Edit the records below by replacing "keypoint" with "marker" everywhere, leaving everything else unchanged.

--- start ---

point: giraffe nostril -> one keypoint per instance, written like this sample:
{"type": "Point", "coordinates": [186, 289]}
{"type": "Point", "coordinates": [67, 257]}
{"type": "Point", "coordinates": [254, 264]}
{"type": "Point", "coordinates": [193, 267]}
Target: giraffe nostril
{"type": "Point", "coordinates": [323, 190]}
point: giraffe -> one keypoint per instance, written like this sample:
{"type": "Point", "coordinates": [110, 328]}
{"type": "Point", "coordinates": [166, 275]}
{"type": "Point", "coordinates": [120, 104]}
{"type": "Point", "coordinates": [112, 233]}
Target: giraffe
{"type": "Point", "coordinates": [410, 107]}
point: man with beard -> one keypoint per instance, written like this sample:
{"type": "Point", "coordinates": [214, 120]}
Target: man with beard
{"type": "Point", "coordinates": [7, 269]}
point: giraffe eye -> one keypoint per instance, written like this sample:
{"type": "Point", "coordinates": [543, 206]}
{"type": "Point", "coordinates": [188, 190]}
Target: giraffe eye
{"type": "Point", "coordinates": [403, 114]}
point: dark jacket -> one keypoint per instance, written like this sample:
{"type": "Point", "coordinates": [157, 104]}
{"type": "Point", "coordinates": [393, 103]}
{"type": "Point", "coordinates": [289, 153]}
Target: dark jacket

--- end ---

**ANSWER FOR THE TASK**
point: giraffe nostril -> one marker per instance, written like this sample:
{"type": "Point", "coordinates": [186, 289]}
{"type": "Point", "coordinates": [67, 257]}
{"type": "Point", "coordinates": [254, 264]}
{"type": "Point", "coordinates": [193, 267]}
Target: giraffe nostril
{"type": "Point", "coordinates": [323, 190]}
point: giraffe -> one marker per instance, written like this sample:
{"type": "Point", "coordinates": [110, 328]}
{"type": "Point", "coordinates": [166, 275]}
{"type": "Point", "coordinates": [120, 104]}
{"type": "Point", "coordinates": [112, 233]}
Target: giraffe
{"type": "Point", "coordinates": [410, 107]}
point: man with beard -> one marker per instance, written like this sample:
{"type": "Point", "coordinates": [214, 120]}
Target: man with beard
{"type": "Point", "coordinates": [7, 269]}
point: giraffe eye -> one marker per instance, written like this sample:
{"type": "Point", "coordinates": [543, 206]}
{"type": "Point", "coordinates": [188, 190]}
Target: giraffe eye
{"type": "Point", "coordinates": [403, 114]}
point: dark jacket -> one marker per instance, written like this sample:
{"type": "Point", "coordinates": [157, 104]}
{"type": "Point", "coordinates": [393, 103]}
{"type": "Point", "coordinates": [289, 153]}
Target: dark jacket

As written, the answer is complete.